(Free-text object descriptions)
◇ ◇ ◇ ◇ ◇
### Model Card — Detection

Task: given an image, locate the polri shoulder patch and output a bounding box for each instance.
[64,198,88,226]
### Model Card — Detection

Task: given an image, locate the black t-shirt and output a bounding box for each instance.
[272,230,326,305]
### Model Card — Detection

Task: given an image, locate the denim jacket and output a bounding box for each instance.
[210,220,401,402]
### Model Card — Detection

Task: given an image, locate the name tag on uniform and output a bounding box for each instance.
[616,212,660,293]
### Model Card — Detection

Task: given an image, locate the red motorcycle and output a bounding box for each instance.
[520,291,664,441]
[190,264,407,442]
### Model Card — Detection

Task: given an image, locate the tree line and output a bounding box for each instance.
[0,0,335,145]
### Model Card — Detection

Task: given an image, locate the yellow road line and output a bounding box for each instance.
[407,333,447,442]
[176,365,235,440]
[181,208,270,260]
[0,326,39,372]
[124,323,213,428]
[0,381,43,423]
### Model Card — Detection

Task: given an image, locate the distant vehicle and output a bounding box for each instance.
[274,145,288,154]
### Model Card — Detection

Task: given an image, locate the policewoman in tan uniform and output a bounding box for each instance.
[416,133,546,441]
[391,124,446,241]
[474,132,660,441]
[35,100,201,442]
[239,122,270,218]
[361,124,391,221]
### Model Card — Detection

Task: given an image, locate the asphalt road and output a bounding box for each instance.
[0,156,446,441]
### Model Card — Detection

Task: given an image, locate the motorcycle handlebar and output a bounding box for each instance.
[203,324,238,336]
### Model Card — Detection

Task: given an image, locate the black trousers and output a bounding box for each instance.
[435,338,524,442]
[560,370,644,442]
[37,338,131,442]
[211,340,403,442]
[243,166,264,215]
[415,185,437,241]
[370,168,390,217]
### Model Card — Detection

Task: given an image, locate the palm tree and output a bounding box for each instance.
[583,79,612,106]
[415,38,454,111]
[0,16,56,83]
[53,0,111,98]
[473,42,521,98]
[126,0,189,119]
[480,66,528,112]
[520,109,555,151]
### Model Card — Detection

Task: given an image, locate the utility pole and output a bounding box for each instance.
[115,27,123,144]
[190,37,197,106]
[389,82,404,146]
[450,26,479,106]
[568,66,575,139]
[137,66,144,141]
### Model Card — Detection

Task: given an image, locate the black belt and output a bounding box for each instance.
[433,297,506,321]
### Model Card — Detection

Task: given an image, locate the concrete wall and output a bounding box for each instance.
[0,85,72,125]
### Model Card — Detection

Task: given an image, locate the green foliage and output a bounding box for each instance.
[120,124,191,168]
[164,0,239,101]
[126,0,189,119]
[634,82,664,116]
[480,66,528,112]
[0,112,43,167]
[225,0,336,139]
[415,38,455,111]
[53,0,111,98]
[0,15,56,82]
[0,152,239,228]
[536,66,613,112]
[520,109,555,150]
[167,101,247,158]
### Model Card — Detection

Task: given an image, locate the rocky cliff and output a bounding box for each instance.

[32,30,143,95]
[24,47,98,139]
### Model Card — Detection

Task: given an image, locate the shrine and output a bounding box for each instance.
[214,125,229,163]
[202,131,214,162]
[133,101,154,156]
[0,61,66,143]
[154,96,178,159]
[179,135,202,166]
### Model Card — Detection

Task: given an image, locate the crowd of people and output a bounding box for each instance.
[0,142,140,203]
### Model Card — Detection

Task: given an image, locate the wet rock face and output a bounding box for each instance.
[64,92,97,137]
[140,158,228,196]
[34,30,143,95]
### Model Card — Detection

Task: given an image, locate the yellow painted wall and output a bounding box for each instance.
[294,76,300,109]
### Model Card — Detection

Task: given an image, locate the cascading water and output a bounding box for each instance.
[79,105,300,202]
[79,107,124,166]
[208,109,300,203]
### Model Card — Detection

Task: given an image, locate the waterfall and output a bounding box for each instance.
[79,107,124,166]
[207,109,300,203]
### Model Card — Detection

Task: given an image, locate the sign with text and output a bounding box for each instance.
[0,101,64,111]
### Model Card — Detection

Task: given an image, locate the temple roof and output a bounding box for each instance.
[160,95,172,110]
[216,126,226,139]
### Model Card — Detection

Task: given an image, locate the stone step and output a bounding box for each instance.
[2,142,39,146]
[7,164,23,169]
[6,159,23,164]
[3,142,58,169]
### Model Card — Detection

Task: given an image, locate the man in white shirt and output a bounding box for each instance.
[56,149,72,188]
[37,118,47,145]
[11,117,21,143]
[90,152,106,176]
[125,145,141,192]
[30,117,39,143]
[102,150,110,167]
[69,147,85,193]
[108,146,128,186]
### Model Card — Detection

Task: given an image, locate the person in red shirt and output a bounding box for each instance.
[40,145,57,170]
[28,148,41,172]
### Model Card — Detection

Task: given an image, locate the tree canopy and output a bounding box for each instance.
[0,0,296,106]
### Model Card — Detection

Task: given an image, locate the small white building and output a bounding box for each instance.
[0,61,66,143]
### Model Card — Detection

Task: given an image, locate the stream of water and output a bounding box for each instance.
◇ ◇ ◇ ◇ ◇
What is needed is a word-for-word restatement of all the data.

- Answer:
### Model Card — Detection

Task: given an image, locate the polri shoulder patch and output a bounding box for each instance.
[64,198,88,226]
### Model Card — Detection

Task: given an image, locate the black t-shirt and output a bounding box for each instance.
[272,230,326,305]
### Model Card — Detection

Task: given an image, locate the denim jacket and output a bounding box for each instance.
[210,220,401,402]
### Model Card — Detection

Task: given an image, locate the name tag on uniform and output a bounding box for each instance.
[616,212,660,293]
### Model Card — Detection

Task: given an image, locate the red motorcycle and output a bounding box for each instance.
[520,291,664,441]
[190,264,407,442]
### Model Card — Detection

Task: given an image, locate the tree line and output a bounding box for each instance.
[0,0,335,145]
### Model Card — Detection

Task: given an image, locate the yellow road line and output a bounding box for each instance.
[407,333,447,442]
[176,365,235,440]
[181,208,270,260]
[0,326,39,372]
[124,323,213,428]
[0,381,43,423]
### Model Card — Detection

Task: given an image, locate the distant vehicle and output a bounding box for each instance.
[274,145,288,154]
### Model Card — Detection

Task: given an image, locate the policewoman in tan uniform and output a bounding box for each instance.
[416,133,546,441]
[391,124,446,241]
[474,132,660,441]
[35,100,201,442]
[239,122,270,218]
[361,124,391,221]
### Model Card — Detection

Task: given an image, locate the asphalt road and output a bounding box for each instance.
[0,156,446,441]
### Model Card — Detection

Task: given an image, locate the motorcycle handlebar and output a bounding box for each instance.
[203,324,238,336]
### Model Card — Detection

Task: given an image, locate the black trousers and output a bounding box for each instance.
[435,338,524,442]
[560,370,644,442]
[37,338,131,442]
[211,340,403,442]
[243,166,264,215]
[415,185,437,241]
[370,168,390,217]
### Model Card — Detection

Task: given an image, locate the palm tree and output a bounding box for each instance.
[583,79,612,106]
[415,38,454,111]
[0,16,56,83]
[53,0,111,98]
[473,42,521,98]
[126,0,189,119]
[480,66,528,112]
[520,109,555,151]
### Model Card — Detection

Task: given an image, locate the utility pole and output a bounding box for each instance.
[115,27,123,144]
[190,37,197,106]
[389,82,404,146]
[450,26,479,106]
[568,66,575,139]
[137,66,144,141]
### Model Card — Detection

Task: given an image, locate the black belt and output a bounding box for each instance.
[433,297,506,321]
### Model Card — Detection

Task: given an image, locate the concrete wall and output a bounding box for each instance.
[0,85,72,125]
### Model Card — Detection

Task: given an image, locate the green foliage and output a bounding box for each instance.
[120,124,191,168]
[164,0,239,101]
[126,0,189,119]
[634,82,664,116]
[480,66,528,112]
[0,112,43,167]
[225,0,336,139]
[415,38,455,111]
[53,0,111,98]
[0,15,56,82]
[0,152,239,228]
[536,66,613,112]
[520,109,555,150]
[167,101,247,158]
### Model Card — Detection

Task: given an image, locate the rocky cliff and output a bounding box for each instance.

[32,30,143,95]
[24,47,98,139]
### Model Card — Detection

Task: given an image, locate the shrine and output a bounding box for each instance.
[214,125,229,163]
[202,131,214,162]
[133,101,154,156]
[0,61,66,143]
[154,96,178,159]
[179,135,202,166]
### Model Card — Detection

Task: given an image, locate the crowd of people and output a bounding box for each instance.
[0,142,140,203]
### Model Card — Detection

Task: given an image, locate the wet rock face and output a bounding box for each instance.
[64,92,97,137]
[140,158,228,196]
[34,30,143,95]
### Model Card — Detection

Task: given an image, locate the yellow painted wall and output a bounding box for each instance.
[294,76,300,109]
### Model Card — Detection

Task: given an image, locate the cascading water and output a bounding box for each instance.
[79,105,300,202]
[79,107,124,166]
[208,109,300,203]
### Model Card — Detection

Task: given an image, locate the waterfall and output a bounding box for each instance.
[79,107,124,166]
[207,109,300,203]
### Model Card — Detection

Task: given an image, locate the sign with text and output a bounding box for each instance.
[0,101,64,111]
### Model Card — Detection

Task: given an image, locate the temple roof and output a bounding box for each instance.
[160,95,172,110]
[216,126,226,139]
### Model Card — Detection

Task: given an image, locate the stone step and output a bounding box for each instance.
[2,142,39,146]
[7,164,23,169]
[6,159,23,164]
[3,142,58,169]
### Model Card — Detection

Task: given an image, locate the man in white shirt and output a bounding box for each instance.
[56,149,72,188]
[37,118,47,145]
[11,117,21,143]
[90,152,106,176]
[125,145,141,192]
[30,117,39,143]
[102,150,110,167]
[69,147,85,193]
[108,146,128,186]
### Model Card — Detection

Task: given an image, locate the person in red shirt and output a bounding box for each instance.
[40,145,57,170]
[28,148,41,172]
### Model Card — Detection

Task: given an image, locate the tree canopy and output a bounding box for each instance.
[0,0,296,106]
### Model Card — Detection

Task: given an image, locate the small white building and output a bounding box for each instance.
[0,61,66,143]
### Model Card — Detection

Task: given an image, locate the stream of water and output a bounding box for each instance.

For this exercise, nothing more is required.